Point labeling data
++++++
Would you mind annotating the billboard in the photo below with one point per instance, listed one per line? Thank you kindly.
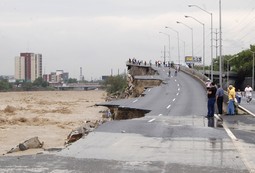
(191, 59)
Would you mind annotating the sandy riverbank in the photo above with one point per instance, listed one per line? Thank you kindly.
(50, 115)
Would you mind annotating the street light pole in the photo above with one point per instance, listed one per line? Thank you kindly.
(192, 47)
(168, 43)
(252, 69)
(203, 40)
(178, 39)
(228, 68)
(211, 36)
(220, 33)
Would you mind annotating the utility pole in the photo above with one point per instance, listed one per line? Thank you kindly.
(216, 44)
(220, 32)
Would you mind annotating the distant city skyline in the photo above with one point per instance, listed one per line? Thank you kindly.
(28, 66)
(101, 35)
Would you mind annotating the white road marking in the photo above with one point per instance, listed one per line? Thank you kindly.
(241, 150)
(230, 134)
(151, 120)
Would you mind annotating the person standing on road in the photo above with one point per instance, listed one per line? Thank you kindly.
(231, 100)
(211, 94)
(238, 96)
(219, 99)
(248, 93)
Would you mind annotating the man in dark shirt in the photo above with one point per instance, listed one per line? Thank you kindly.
(211, 94)
(219, 99)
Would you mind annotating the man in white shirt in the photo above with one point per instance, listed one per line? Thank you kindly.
(248, 93)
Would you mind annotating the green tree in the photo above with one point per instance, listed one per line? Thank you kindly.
(115, 84)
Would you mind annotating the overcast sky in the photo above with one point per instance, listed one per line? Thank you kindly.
(100, 35)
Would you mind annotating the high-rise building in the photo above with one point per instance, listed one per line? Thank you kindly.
(28, 66)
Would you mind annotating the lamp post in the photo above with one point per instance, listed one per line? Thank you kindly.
(178, 39)
(192, 50)
(252, 69)
(228, 68)
(220, 43)
(168, 43)
(211, 36)
(203, 40)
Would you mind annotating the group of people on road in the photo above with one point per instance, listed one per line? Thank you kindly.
(215, 94)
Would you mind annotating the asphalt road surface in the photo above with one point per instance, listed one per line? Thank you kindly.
(172, 138)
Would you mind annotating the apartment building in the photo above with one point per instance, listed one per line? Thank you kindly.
(28, 66)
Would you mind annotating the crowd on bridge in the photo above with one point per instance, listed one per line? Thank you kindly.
(215, 95)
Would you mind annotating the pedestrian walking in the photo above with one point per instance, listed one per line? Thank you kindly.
(238, 96)
(248, 93)
(211, 94)
(231, 100)
(219, 99)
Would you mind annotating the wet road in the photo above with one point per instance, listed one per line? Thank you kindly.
(171, 138)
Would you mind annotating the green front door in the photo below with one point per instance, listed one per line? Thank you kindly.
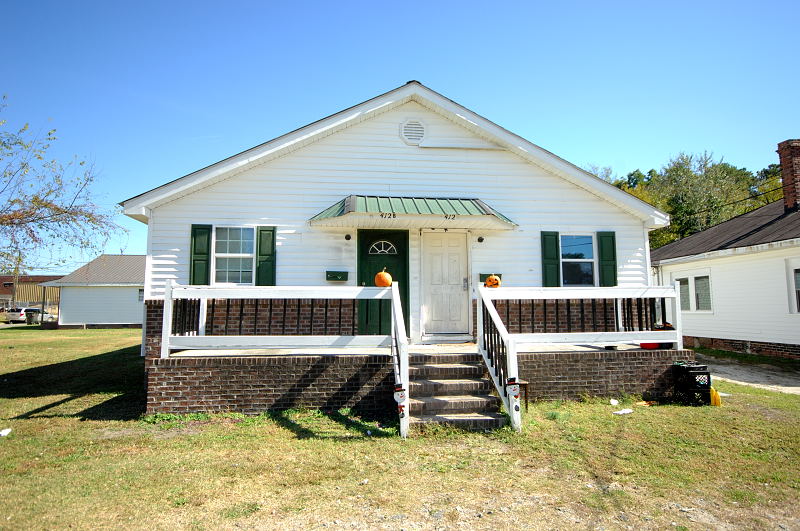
(378, 249)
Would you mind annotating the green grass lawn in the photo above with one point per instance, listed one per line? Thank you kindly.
(81, 455)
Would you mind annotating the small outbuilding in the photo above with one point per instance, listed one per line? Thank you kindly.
(740, 280)
(108, 292)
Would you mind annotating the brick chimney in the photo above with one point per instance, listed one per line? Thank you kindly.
(789, 155)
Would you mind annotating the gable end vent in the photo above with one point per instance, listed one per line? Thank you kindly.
(412, 132)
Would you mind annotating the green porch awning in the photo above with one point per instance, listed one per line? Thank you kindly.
(372, 211)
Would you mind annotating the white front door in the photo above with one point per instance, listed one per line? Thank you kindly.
(445, 285)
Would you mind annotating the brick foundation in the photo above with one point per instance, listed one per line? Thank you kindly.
(254, 385)
(571, 375)
(779, 350)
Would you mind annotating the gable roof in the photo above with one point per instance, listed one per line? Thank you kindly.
(768, 224)
(107, 270)
(138, 207)
(6, 281)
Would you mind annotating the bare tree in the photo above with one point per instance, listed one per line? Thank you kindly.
(46, 207)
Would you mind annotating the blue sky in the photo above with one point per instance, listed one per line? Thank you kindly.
(150, 91)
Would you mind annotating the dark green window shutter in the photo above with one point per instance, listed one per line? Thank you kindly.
(265, 256)
(200, 266)
(551, 260)
(607, 263)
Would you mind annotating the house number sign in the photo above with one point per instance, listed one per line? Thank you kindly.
(392, 215)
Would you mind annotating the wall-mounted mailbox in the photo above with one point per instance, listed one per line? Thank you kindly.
(336, 276)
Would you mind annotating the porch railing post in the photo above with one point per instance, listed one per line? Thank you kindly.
(166, 324)
(513, 372)
(201, 319)
(479, 331)
(677, 316)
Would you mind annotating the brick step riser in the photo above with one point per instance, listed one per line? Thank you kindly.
(436, 409)
(419, 359)
(478, 425)
(423, 390)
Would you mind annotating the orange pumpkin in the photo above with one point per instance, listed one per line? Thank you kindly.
(492, 281)
(383, 279)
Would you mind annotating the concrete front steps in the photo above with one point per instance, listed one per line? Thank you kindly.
(451, 389)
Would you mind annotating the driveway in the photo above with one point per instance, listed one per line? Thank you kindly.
(763, 376)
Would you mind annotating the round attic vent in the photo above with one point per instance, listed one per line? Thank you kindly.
(412, 132)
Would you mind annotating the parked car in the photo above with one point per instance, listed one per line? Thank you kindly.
(13, 315)
(20, 315)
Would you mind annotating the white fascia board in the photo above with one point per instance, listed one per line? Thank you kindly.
(57, 284)
(267, 151)
(529, 151)
(736, 251)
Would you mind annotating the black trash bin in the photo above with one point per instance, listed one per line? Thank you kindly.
(692, 383)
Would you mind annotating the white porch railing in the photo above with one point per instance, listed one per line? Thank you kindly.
(194, 308)
(578, 316)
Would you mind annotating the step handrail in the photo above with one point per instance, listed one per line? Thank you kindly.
(400, 361)
(499, 352)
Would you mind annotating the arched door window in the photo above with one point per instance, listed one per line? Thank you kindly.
(382, 247)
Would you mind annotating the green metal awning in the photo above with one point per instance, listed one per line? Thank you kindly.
(371, 211)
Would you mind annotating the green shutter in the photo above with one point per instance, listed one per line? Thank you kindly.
(200, 265)
(265, 256)
(551, 260)
(607, 263)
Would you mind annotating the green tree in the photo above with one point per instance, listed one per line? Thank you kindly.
(46, 207)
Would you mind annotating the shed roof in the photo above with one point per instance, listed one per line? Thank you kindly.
(768, 224)
(349, 211)
(139, 207)
(107, 270)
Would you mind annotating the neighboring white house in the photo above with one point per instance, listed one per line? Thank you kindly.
(740, 280)
(408, 180)
(108, 291)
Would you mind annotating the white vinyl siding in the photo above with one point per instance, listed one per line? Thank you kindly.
(100, 305)
(578, 260)
(371, 158)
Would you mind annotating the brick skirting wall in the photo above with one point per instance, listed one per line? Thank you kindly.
(571, 375)
(253, 385)
(780, 350)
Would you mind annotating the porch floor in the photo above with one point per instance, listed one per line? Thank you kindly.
(441, 348)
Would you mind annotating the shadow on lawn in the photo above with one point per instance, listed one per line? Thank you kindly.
(119, 372)
(305, 429)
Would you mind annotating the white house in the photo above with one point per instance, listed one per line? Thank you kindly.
(410, 180)
(106, 292)
(439, 197)
(740, 280)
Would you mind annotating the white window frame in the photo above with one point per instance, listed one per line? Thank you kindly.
(593, 261)
(792, 264)
(691, 276)
(231, 255)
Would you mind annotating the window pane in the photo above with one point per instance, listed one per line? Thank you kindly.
(577, 273)
(702, 293)
(684, 285)
(579, 247)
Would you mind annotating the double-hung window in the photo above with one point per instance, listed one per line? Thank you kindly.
(577, 260)
(796, 275)
(234, 255)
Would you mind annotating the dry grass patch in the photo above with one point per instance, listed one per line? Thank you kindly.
(81, 455)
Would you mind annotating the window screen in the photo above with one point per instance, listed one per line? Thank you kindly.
(702, 293)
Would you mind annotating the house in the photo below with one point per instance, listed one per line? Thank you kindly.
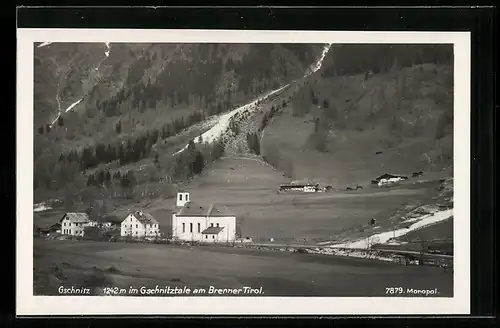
(139, 224)
(74, 224)
(302, 187)
(192, 221)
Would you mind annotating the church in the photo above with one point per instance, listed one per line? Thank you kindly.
(192, 221)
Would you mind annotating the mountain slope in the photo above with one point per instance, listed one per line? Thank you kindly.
(362, 116)
(122, 105)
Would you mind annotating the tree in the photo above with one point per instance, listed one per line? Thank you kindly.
(118, 127)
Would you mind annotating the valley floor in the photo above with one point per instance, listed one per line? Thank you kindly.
(99, 264)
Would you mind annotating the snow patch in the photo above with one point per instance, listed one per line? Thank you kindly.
(222, 125)
(107, 52)
(44, 44)
(73, 105)
(384, 237)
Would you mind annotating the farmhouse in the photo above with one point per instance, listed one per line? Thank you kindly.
(140, 224)
(74, 224)
(192, 221)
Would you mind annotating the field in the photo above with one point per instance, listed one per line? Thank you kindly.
(95, 265)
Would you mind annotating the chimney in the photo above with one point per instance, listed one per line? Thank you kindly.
(182, 198)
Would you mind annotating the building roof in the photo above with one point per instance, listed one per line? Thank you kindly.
(76, 217)
(196, 209)
(212, 230)
(144, 218)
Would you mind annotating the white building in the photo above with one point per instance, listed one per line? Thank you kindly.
(192, 221)
(139, 224)
(74, 224)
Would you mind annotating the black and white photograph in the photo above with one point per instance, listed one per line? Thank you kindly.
(259, 167)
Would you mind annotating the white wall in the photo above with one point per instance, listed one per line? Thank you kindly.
(182, 198)
(181, 228)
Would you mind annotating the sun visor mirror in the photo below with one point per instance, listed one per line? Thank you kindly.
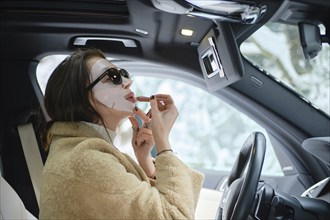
(220, 59)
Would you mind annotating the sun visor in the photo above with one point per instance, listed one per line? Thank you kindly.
(220, 58)
(111, 44)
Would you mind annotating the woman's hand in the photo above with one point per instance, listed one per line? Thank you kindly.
(163, 113)
(143, 142)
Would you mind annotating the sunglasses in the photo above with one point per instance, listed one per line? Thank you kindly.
(114, 75)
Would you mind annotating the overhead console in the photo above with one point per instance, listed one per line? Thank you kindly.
(219, 58)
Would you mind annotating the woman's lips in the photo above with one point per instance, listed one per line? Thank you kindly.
(130, 97)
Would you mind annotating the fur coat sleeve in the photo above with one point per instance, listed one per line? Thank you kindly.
(87, 178)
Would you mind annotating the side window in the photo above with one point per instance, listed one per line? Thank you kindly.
(208, 133)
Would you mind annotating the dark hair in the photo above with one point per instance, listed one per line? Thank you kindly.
(66, 98)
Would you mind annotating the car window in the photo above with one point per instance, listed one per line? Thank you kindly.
(208, 133)
(285, 61)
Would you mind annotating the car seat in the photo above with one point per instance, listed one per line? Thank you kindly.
(11, 205)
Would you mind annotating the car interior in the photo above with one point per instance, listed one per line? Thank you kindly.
(194, 41)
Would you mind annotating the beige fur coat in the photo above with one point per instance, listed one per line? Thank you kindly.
(85, 177)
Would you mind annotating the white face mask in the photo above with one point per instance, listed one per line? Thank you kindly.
(111, 95)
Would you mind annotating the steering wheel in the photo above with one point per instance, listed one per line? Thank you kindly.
(240, 192)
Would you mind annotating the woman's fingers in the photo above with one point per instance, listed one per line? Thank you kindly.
(142, 115)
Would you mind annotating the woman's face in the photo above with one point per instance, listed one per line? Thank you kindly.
(117, 97)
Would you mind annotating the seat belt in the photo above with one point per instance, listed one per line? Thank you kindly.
(32, 156)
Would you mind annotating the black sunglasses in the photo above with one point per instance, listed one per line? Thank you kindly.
(114, 75)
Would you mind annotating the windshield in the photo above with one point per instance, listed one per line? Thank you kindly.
(276, 48)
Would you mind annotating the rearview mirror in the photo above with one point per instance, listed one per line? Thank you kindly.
(310, 39)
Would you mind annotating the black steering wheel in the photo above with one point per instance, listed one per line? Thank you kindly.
(240, 192)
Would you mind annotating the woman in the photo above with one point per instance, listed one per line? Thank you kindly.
(85, 175)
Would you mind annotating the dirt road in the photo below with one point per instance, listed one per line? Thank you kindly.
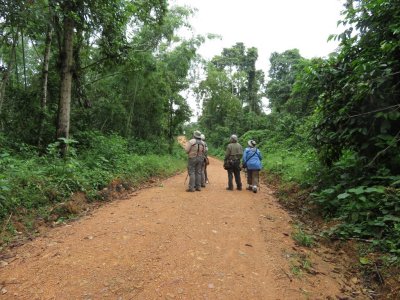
(165, 243)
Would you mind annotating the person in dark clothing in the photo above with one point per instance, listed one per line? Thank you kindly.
(252, 162)
(233, 154)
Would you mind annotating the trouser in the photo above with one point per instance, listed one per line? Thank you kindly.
(234, 171)
(252, 177)
(194, 170)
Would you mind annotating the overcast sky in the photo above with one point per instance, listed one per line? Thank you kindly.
(268, 25)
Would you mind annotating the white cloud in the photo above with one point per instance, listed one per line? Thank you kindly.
(268, 25)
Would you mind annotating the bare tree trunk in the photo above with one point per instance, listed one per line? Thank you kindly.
(64, 106)
(45, 75)
(23, 56)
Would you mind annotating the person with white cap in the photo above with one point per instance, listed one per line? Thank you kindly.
(233, 155)
(252, 162)
(195, 148)
(204, 177)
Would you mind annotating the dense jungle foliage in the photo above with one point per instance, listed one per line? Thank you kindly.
(334, 126)
(91, 91)
(89, 94)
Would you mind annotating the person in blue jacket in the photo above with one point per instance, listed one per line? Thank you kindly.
(252, 162)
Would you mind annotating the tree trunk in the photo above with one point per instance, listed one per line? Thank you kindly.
(64, 106)
(45, 75)
(23, 57)
(7, 72)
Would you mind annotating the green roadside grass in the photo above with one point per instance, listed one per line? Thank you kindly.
(33, 188)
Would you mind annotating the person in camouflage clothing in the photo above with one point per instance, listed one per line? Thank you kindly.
(195, 148)
(233, 155)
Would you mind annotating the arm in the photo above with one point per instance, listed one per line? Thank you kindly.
(259, 154)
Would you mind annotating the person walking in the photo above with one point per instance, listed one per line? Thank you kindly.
(204, 177)
(233, 155)
(195, 149)
(252, 162)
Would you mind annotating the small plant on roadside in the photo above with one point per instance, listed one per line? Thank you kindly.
(302, 238)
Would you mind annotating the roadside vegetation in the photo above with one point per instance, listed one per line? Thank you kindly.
(331, 139)
(91, 93)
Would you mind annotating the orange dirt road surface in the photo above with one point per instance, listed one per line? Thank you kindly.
(165, 243)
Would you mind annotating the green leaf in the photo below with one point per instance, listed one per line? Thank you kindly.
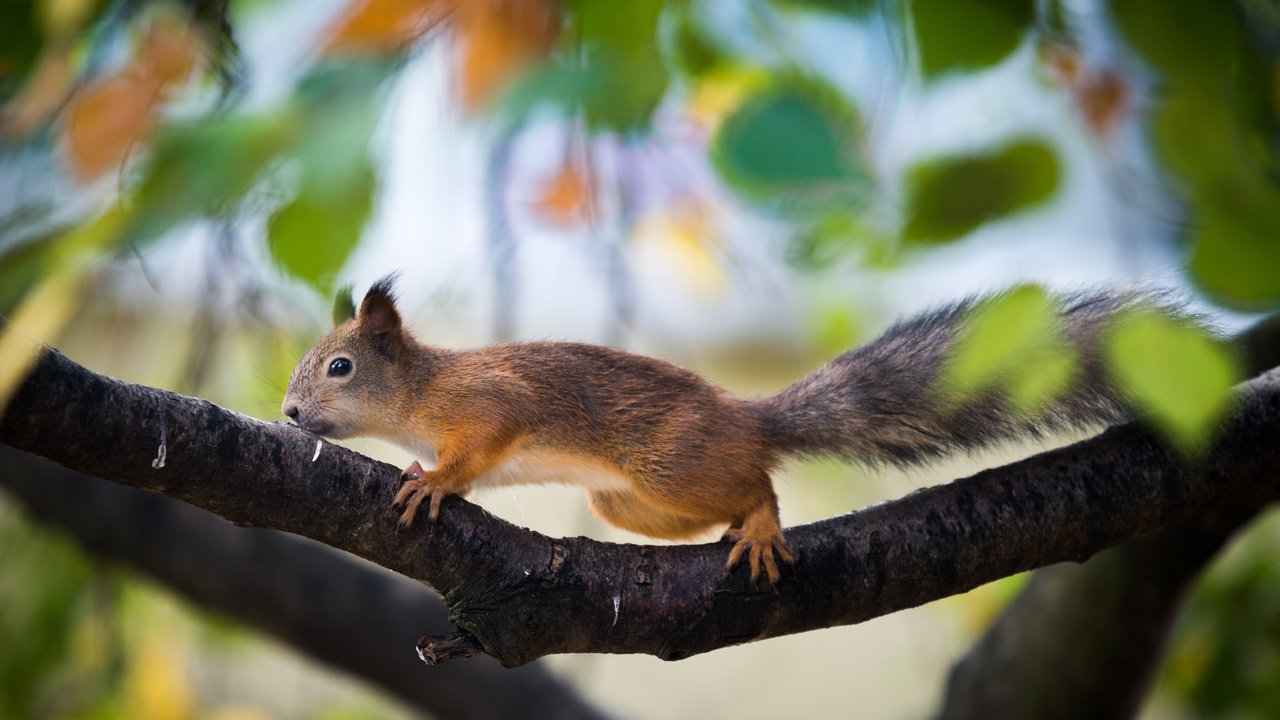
(19, 44)
(1011, 343)
(613, 74)
(792, 142)
(314, 235)
(951, 196)
(1235, 253)
(693, 50)
(850, 8)
(201, 168)
(1171, 369)
(343, 305)
(1165, 31)
(968, 35)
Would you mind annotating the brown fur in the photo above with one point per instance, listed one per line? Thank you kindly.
(677, 455)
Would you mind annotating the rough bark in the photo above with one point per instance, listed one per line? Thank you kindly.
(512, 589)
(1084, 641)
(334, 607)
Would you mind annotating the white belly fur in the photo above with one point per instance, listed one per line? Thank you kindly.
(547, 466)
(534, 466)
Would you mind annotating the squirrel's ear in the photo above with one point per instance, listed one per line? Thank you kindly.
(378, 314)
(343, 306)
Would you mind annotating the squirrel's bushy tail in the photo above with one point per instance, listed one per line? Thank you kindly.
(881, 402)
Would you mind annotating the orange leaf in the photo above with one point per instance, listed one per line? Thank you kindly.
(168, 51)
(567, 197)
(380, 27)
(105, 119)
(1105, 99)
(498, 39)
(1061, 62)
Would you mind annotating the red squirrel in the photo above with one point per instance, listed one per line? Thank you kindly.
(659, 450)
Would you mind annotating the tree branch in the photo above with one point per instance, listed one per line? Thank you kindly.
(513, 589)
(1084, 641)
(339, 610)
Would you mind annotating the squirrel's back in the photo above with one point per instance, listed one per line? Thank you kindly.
(882, 402)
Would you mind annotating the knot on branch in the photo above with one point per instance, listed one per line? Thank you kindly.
(437, 648)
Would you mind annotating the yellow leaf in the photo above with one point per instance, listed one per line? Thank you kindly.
(156, 686)
(688, 242)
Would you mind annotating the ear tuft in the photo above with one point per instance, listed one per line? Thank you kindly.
(343, 306)
(378, 313)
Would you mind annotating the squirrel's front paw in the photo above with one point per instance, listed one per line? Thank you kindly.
(759, 550)
(414, 492)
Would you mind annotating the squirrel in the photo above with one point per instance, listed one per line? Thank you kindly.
(659, 450)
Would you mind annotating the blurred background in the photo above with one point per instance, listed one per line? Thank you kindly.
(745, 187)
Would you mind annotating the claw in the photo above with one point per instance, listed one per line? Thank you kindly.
(759, 554)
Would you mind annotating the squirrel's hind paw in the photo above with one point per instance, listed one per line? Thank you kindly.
(759, 552)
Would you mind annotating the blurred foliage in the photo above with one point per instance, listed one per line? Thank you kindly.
(82, 639)
(992, 31)
(952, 196)
(137, 105)
(1185, 397)
(1224, 660)
(792, 145)
(60, 638)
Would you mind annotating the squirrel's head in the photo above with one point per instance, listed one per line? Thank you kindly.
(352, 381)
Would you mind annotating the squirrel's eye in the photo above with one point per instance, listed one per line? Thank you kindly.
(339, 367)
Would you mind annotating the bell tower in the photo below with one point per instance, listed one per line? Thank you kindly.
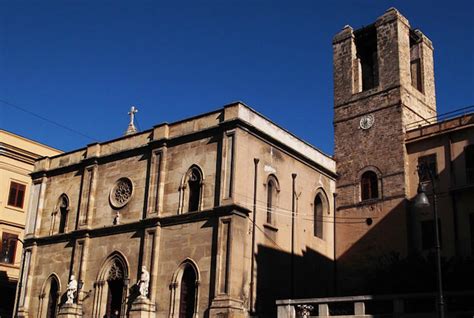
(383, 81)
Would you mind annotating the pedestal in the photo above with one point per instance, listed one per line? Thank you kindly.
(142, 307)
(226, 306)
(70, 311)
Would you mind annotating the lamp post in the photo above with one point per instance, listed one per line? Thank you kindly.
(422, 201)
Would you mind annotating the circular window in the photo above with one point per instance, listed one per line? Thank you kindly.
(121, 192)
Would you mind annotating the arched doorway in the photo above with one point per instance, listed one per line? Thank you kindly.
(111, 288)
(115, 284)
(187, 297)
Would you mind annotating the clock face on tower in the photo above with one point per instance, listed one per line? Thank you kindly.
(367, 121)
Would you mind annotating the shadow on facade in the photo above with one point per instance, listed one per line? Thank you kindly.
(7, 297)
(313, 277)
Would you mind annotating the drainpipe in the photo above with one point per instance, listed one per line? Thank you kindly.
(334, 244)
(292, 277)
(254, 221)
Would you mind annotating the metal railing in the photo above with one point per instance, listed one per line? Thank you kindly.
(440, 117)
(459, 304)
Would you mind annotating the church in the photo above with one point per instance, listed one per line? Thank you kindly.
(222, 214)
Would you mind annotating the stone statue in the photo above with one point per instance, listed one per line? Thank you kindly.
(117, 218)
(144, 282)
(71, 290)
(131, 126)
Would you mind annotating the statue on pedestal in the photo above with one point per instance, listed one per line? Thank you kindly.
(71, 290)
(144, 282)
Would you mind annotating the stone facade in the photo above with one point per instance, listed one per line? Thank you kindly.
(17, 157)
(189, 201)
(386, 225)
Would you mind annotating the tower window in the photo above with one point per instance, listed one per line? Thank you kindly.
(272, 188)
(415, 62)
(8, 248)
(369, 186)
(429, 162)
(366, 46)
(469, 153)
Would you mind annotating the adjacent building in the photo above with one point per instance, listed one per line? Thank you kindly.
(17, 157)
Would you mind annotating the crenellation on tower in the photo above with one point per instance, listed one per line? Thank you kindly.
(383, 80)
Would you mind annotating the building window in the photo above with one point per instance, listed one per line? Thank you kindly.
(318, 216)
(16, 195)
(471, 227)
(469, 153)
(367, 57)
(369, 186)
(8, 248)
(429, 162)
(63, 211)
(272, 189)
(428, 235)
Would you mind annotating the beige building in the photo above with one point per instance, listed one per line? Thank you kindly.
(221, 210)
(17, 157)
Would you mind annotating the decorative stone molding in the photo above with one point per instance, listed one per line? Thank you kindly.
(121, 193)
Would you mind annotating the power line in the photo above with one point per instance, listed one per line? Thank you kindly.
(46, 119)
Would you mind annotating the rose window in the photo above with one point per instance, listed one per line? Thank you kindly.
(121, 192)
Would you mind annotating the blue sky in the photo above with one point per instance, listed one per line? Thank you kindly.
(82, 64)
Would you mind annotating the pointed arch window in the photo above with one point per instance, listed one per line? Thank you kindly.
(318, 215)
(185, 290)
(191, 190)
(187, 293)
(272, 191)
(53, 297)
(194, 185)
(50, 298)
(63, 213)
(369, 186)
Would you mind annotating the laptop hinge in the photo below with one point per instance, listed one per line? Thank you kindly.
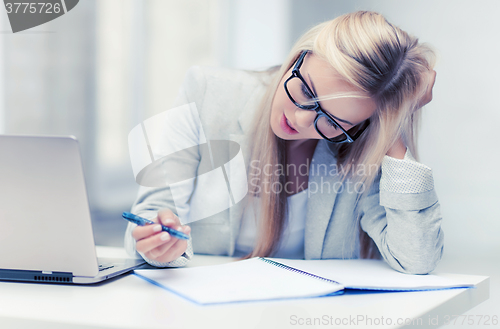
(36, 276)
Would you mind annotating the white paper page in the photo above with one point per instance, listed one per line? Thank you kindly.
(245, 280)
(370, 274)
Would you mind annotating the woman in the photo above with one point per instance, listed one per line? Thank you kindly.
(344, 107)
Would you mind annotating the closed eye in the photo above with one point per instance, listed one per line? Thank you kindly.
(306, 92)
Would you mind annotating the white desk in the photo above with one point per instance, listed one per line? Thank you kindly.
(130, 302)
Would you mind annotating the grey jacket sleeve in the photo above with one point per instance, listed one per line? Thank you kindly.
(402, 215)
(151, 199)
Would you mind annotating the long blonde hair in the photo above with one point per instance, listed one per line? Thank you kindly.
(386, 64)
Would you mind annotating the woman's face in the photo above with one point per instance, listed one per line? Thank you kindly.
(292, 123)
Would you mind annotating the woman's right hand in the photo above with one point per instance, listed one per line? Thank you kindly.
(158, 245)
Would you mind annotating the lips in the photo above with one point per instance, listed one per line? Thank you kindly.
(286, 127)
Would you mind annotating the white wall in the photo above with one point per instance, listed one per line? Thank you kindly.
(3, 29)
(258, 33)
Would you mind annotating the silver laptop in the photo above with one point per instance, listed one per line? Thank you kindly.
(45, 225)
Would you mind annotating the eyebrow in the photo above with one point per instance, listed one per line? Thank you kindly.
(314, 90)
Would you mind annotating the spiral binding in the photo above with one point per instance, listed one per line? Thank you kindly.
(292, 269)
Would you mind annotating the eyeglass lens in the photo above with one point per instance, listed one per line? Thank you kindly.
(303, 98)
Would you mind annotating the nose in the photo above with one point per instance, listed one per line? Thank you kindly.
(304, 118)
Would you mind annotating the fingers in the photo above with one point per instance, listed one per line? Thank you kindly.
(158, 245)
(141, 232)
(163, 247)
++++++
_REQUIRED TASK_. Copy out everything from the line containing "Would you mind annotating the nose" down to the end of the data, keeping each line as it appears.

_OUTPUT BELOW_.
Would you mind annotating the nose in the photo above with one point per instance, listed one per line? Thank you kindly.
(304, 118)
Would you mind annotating the fingers in the photo above with one point per instance, listed one per line? Thank you kindly.
(158, 245)
(141, 232)
(163, 247)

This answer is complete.